WHAT IS EXPECTED: Please make an exact transcription of all the data that follows.

TASK INPUTS START

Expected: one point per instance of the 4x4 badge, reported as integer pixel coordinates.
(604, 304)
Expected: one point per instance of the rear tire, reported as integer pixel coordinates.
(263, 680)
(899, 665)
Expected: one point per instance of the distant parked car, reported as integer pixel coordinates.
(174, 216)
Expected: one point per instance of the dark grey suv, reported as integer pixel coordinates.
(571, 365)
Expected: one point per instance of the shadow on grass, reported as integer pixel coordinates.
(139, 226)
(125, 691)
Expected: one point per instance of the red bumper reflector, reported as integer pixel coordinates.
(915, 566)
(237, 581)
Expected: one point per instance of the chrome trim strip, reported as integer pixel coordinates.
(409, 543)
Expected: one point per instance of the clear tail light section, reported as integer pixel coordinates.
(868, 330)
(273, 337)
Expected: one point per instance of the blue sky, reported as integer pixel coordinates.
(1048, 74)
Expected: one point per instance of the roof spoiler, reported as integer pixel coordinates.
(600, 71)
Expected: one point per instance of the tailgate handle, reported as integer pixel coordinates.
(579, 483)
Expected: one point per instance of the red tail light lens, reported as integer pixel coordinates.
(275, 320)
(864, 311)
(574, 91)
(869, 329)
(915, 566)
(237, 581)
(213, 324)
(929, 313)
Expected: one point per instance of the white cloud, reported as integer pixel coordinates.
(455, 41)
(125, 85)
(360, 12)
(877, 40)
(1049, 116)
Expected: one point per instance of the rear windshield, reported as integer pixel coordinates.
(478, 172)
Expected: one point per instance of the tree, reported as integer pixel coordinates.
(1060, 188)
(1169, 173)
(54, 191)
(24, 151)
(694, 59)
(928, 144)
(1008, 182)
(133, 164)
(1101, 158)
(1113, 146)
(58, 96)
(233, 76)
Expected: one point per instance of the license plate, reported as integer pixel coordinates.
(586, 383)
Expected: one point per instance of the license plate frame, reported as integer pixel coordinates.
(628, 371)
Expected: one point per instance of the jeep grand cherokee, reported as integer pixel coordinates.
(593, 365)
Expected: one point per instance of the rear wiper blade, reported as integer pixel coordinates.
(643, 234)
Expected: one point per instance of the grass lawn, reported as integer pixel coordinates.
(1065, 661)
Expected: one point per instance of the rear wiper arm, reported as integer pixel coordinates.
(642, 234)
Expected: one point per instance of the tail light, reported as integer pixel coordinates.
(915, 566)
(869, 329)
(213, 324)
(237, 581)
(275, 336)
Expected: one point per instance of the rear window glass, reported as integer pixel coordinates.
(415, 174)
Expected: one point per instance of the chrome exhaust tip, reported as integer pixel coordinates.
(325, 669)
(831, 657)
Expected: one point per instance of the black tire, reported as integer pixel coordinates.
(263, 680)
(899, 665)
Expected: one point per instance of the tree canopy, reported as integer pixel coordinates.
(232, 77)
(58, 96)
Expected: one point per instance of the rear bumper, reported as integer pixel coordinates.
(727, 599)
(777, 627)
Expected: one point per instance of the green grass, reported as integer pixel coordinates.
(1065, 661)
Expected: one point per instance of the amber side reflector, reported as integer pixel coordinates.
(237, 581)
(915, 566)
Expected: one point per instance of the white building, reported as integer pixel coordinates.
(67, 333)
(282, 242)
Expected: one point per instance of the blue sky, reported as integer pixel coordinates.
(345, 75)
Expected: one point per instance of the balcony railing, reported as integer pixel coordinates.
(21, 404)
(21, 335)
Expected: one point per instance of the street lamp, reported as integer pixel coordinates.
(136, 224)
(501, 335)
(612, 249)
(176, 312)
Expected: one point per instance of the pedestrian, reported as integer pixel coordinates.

TASK INPUTS END

ANSWER SPACE:
Expected: one point per instance of the 4x4 badge, reported as integer pixel coordinates.
(604, 304)
Expected: one point per instance of the rear tire, reported as integer pixel coordinates.
(263, 680)
(899, 665)
Expected: one point per instance of the distant parked car, reported as integer pixel coordinates.
(174, 216)
Expected: one point per instance of the dark grey suv, reported as integer pixel coordinates.
(571, 365)
Expected: one point per instance of the shadow on grass, reported as integer pixel coordinates.
(139, 226)
(125, 691)
Expected: one point per instance of the red bumper reflector, reported as integer pixel coordinates.
(915, 566)
(237, 581)
Expected: one point per instance of the chrome trim strip, reported as integer pixel coordinates.
(409, 543)
Expected: one point per instance of the clear tail light section, reported as integer pixel coordinates.
(868, 330)
(273, 337)
Expected: one point per instance of the blue sky, reported as integer pixel coordinates.
(1048, 74)
Expected: one point per instance of the roof spoiler, reported as integer pixel coordinates.
(600, 71)
Expected: one point per instance of the tailgate handle, reported as integer pixel coordinates.
(579, 483)
Expected: one point per instance of the red tail light lens, reported as integer pixel coordinates.
(275, 320)
(864, 311)
(574, 91)
(869, 329)
(915, 566)
(237, 581)
(213, 324)
(929, 313)
Expected: one point per instance of the white cloud, reported as integer pixel coordinates.
(455, 41)
(125, 85)
(360, 12)
(877, 40)
(1049, 116)
Expected: one point per instance of the rear windshield, reported as integer pixel coordinates.
(478, 172)
Expected: one point per instance of the tree, reported as integer pixel coordinates.
(1060, 188)
(1169, 173)
(54, 191)
(24, 151)
(694, 59)
(928, 144)
(1008, 182)
(133, 164)
(1101, 158)
(1113, 146)
(58, 96)
(233, 76)
Expected: one point per instance of the license plate, reported as integer pixel coordinates.
(586, 383)
Expected: one point per instance of the license plate frame, reported as integer pixel coordinates.
(628, 371)
Expected: one point per instance of the jeep grand cherokee, reported as integer pixel coordinates.
(593, 365)
Expected: one point per instance of the rear wiper blade, reported as integer pixel coordinates.
(643, 234)
Expected: one point per instance of the grass lawn, reported as integer pixel coordinates.
(1065, 661)
Expected: one point per instance of the rear wiper arm, reported as integer pixel coordinates.
(642, 234)
Expected: one point per instance of the tail light, reported as integer pixel coordinates.
(915, 566)
(869, 329)
(213, 324)
(237, 581)
(275, 336)
Expected: one point per instance of the rear window glass, reported as integer pixel coordinates.
(415, 174)
Expected: one point per instance of the chrome exhaust tip, reported as integer pixel coordinates.
(325, 669)
(831, 657)
Expected: one point per instance of the black tire, reported as integer pixel coordinates.
(263, 680)
(899, 665)
Expected: one point per instance of the tree canopy, reported as integer pixel coordinates.
(232, 77)
(58, 96)
Expected: one point per instance of the rear bumper, reported as integer pixel coordinates.
(727, 599)
(777, 627)
Expected: one point per instance of the green grass, reported as integer pixel coordinates.
(1065, 661)
Expected: one point per instance of the amber side reflector, reported as integer pixel coordinates.
(237, 581)
(915, 566)
Expected: one point per instance of the white building, reported as integer pixel coordinates.
(67, 333)
(282, 242)
Expected: one point per instance of the blue sky, reported as integer pixel coordinates.
(345, 75)
Expected: one point per instance of the balcony railing, reported as integer pixel coordinates.
(21, 404)
(21, 335)
Expected: one point per instance of the street lamp, reported as integer pixel coordinates.
(136, 224)
(501, 335)
(612, 249)
(176, 312)
Expected: one point per instance of the pedestrian, reported as integer pixel coordinates.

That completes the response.